= Requirement =
Return every line of the listing that contains the string "fill", matching case exactly.

───── Data shown ─────

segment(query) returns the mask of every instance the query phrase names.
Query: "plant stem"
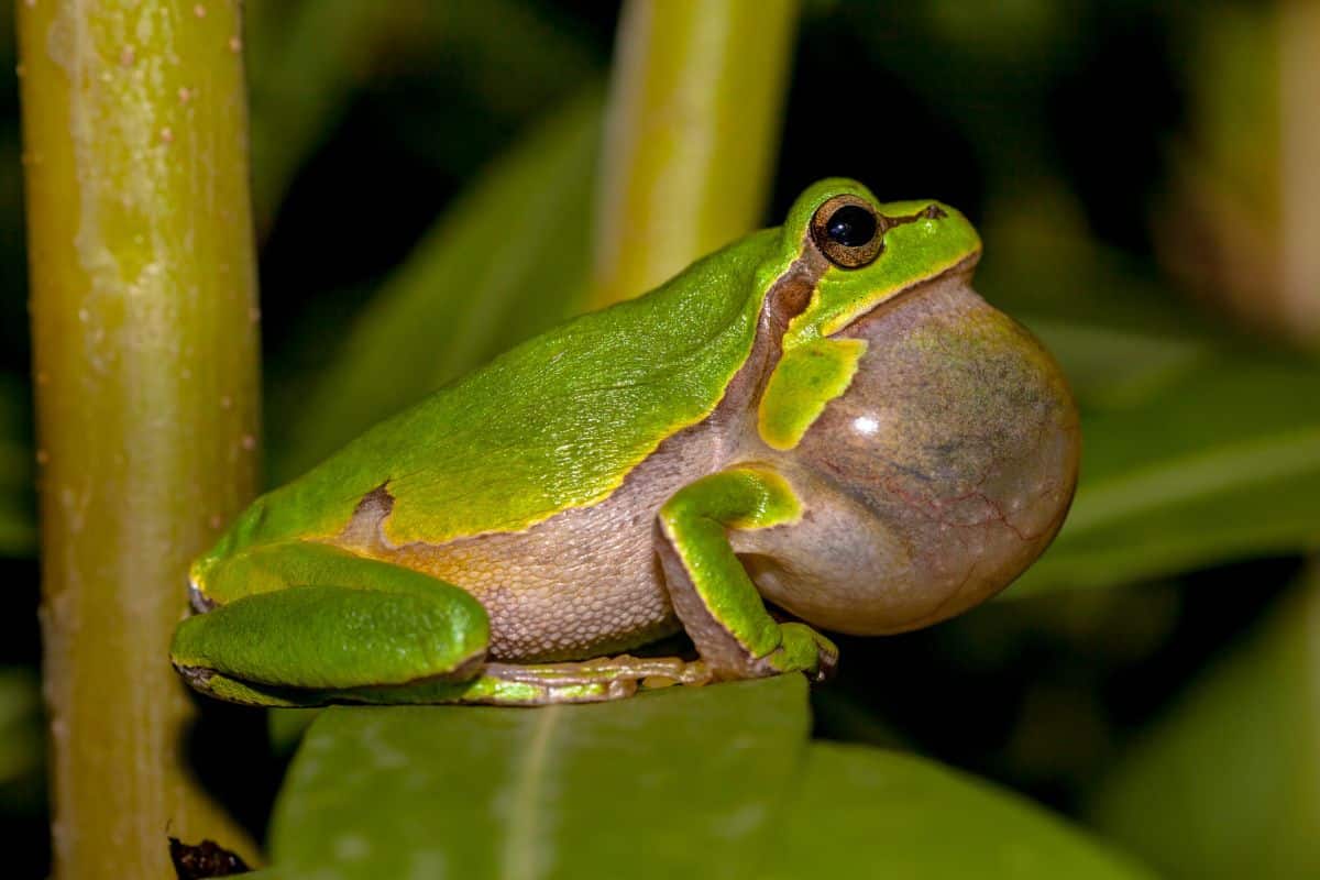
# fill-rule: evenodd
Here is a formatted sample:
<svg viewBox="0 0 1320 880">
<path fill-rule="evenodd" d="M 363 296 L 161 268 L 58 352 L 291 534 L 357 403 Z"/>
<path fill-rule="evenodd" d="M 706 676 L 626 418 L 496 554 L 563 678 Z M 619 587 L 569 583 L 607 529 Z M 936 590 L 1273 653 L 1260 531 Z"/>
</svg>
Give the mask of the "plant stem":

─────

= Exercise result =
# fill-rule: evenodd
<path fill-rule="evenodd" d="M 363 296 L 161 268 L 58 352 L 291 534 L 357 403 Z"/>
<path fill-rule="evenodd" d="M 706 676 L 626 418 L 496 554 L 563 678 Z M 619 587 L 569 583 L 607 529 Z M 936 590 L 1273 653 L 1260 531 Z"/>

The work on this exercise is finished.